TASK GOAL
Lay out every line of the records below as a numbered list, leaving out any blank lines.

╔══

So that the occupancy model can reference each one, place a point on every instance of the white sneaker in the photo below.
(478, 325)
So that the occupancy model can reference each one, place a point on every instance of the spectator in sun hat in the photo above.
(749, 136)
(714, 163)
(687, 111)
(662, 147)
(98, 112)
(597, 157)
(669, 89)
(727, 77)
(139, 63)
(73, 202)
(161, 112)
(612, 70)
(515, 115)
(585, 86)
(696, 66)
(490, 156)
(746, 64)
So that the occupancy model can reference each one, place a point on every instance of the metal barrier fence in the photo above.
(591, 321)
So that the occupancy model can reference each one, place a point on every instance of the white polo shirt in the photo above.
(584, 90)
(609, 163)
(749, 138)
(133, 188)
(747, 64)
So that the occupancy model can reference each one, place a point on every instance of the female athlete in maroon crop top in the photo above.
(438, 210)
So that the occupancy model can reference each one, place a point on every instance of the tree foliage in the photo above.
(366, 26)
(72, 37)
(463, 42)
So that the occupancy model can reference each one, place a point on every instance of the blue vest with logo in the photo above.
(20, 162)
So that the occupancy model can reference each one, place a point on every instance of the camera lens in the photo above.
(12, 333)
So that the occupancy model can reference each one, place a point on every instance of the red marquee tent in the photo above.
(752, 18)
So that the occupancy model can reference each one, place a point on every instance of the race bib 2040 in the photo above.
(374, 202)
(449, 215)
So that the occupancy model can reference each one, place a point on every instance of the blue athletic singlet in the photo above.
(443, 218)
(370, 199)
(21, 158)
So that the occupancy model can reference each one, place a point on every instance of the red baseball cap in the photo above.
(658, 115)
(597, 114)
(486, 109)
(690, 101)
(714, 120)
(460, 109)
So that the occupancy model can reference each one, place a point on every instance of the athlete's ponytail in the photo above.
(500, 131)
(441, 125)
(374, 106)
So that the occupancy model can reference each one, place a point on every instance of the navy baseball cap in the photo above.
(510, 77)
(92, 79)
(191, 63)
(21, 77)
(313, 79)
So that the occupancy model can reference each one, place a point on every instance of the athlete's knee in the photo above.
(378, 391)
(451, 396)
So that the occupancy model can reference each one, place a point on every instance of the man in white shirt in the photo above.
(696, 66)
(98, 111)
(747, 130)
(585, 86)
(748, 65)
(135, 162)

╚══

CORRECT OUTPUT
1. So that the occupancy model can reference each one, place a point on every instance of the white sneaker in the photo below.
2. (478, 325)
3. So that the occupancy model can reference each one, place a point on every instance of the spectator in sun hat in the photo above.
4. (749, 136)
5. (714, 163)
6. (687, 111)
7. (662, 147)
8. (98, 112)
9. (597, 157)
10. (669, 89)
11. (727, 77)
12. (139, 63)
13. (73, 202)
14. (161, 112)
15. (612, 70)
16. (515, 115)
17. (585, 86)
18. (696, 66)
19. (490, 156)
20. (746, 64)
21. So that the occupancy model can reference each one, place a point on every instance of the metal barrier fence in the photo above.
22. (591, 321)
23. So that the occupancy model can reference each one, place a point on every instance of the white polo shirt in the photo above.
24. (584, 90)
25. (609, 163)
26. (749, 138)
27. (133, 188)
28. (747, 64)
29. So that the occupancy model can reference each one, place a point on every instance of the female athlete in maroon crop top in the photo above.
30. (438, 210)
31. So that the occupancy model can reference each one, place a point on every instance of the tree foliage in the photo above.
32. (366, 26)
33. (72, 37)
34. (463, 42)
35. So that the occupancy model can reference each one, place a point on every instance of the blue vest with logo in the photo above.
36. (20, 162)
37. So that the occupancy model can reference each one, place a point on every instance of the camera lens in the photo above.
38. (12, 333)
39. So that the occupancy model can reference each one, place a point on every instance of the red marquee tent in the photo above.
40. (752, 18)
41. So that the occupancy model can reference each one, place a point on every instance of the race bib 2040 in the photo above.
42. (374, 202)
43. (449, 215)
44. So that the occupancy model can reference each one, place a point on every instance of the blue athletic singlet in the photo above.
45. (443, 218)
46. (370, 199)
47. (21, 158)
48. So that the occupancy model can reference each one, place a point on every instance of the red baseball cap in the photo above.
49. (658, 115)
50. (597, 114)
51. (486, 109)
52. (690, 101)
53. (714, 120)
54. (460, 109)
55. So that the occupancy model can reference each one, place a point on every instance of the athlete's ponytail in the photo above.
56. (500, 131)
57. (441, 125)
58. (374, 106)
59. So that the occupancy model can reference each one, place a point on every instance of the navy baseball cap in the photo above.
60. (510, 77)
61. (92, 79)
62. (191, 63)
63. (21, 77)
64. (313, 79)
65. So that the occupancy model can reference each one, place a point on every instance of the athlete's knee in the photo above.
66. (378, 391)
67. (451, 396)
68. So that the occupancy model can reference each one, place a point on every instance of the man in white shirt in the photo above.
69. (696, 66)
70. (98, 111)
71. (747, 130)
72. (585, 86)
73. (748, 65)
74. (135, 162)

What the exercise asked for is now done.